===== Textauszug =====

Kürzlich wurde im regionalen Fernsehen des WDR berichtet und beklagt, dass wir in Deutschland inzwischen viel zu wenig Lastkraftwagenfahrer hätten. Der Deutsche Speditions- und Logistikverband DSLV spricht von zurzeit 45.000 fehlenden Brummifahrern und sieht die allgemeine Versorgungssicherheit gefährdet.

Diese Meldung lief unter dem Stichwort „Fachkräftemangel“. Sieh an. Da meinte man doch fast, der simple Besitz eines Lkw-Führerscheins würde als Qualifikation ausreichen, und das Be- und Entladen würde quasi zwangsläufig nebenher anfallen. Von wegen. Ein Lkw-Fahrer ist eine Fachkraft. Man lernt doch nie aus.

Da erstaunt es fast, dass das weder Kindern noch Eltern über die Schulbildung nahe gebracht wird. Eifrige Eltern fördern ihre Sprösslinge, was das Zeug hält, und peitschen sie auf’s Gymnasium, aber doch in der Regel nicht gerade, damit der Bengel am Ende Lkws quer durch Deutschland fährt. Fachkraft hin oder her.

===== Quellenmaterial =====

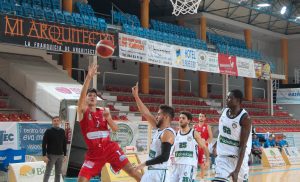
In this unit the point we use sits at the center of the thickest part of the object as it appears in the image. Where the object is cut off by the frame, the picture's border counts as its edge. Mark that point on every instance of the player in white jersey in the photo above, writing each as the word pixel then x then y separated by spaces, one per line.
pixel 234 141
pixel 162 141
pixel 185 152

=====

▶ Gelesenes anwenden
a – Beantworte die folgenden Fragen zum Text über den Mangel an Lkw-Fahrern.
(i) Wie viele Lkw-Fahrer fehlen laut DSLV zurzeit?
(ii) Unter welchem Stichwort lief die Meldung?
(iii) Auf welche Schule schicken eifrige Eltern ihre Kinder?
b – Führe den Text über den Mangel an Lkw-Fahrern im gleichen Ton weiter, beginnend nach seinem letzten Satz.

▶ Lösungen
a –
(i) 45.000
(ii) „Fachkräftemangel“
(iii) Auf das Gymnasium

b –
Und wenn Politiker penetrant ihr Mantra von „mehr Bildung“ herunterbeten und die Schulen zwanghaft volldigitalisieren wollen, dann ist das meines Wissens noch nie damit begründet worden, dass wir in unserer Bildungsrepublik doch schließlich mehr Lkw-Fahrer bräuchten. Unsere Versorgungssicherheit sieht man wohl an ganz anderen Stellen stattfinden.

Dem gegenüber hat soeben die Bertelsmann-Stiftung freihändig hochgerechnet, dass bis zum Jahr 2030 rund 500.000 Vollzeit-Pflegestellen unbesetzt bleiben sollen, und daher die Versorgung pflegebedürftiger Menschen auf dem Spiel stünde. Nur deshalb, weil die junge Generation einen solchen Job ebenso unattraktiv findet, wie etwa den ganzen Tag Lkw zu fahren.

Und auch hier: Posaunt denn etwa alles „Mehr Bildung!“ und werden Eltern wie Kinder etwa auf das Gymnasium, Abitur und Studium getrimmt, um dann als Pflegekraft zu arbeiten? Frau Doktor füttert gerade eine Seniorin, während Herr Doktor unten auf der Straße seinen Lkw belädt.

Und das, um beiden – circa bis spätestens 2030 – zu sagen: „Sie sind als Fachkraft leider inzwischen überflüssig. Lkw fahren jetzt ganz von selbst und autonom und für Senioren gibt es fachkräftige Roboter, die weder den Stress bejammern noch besser bezahlt werden wollen“.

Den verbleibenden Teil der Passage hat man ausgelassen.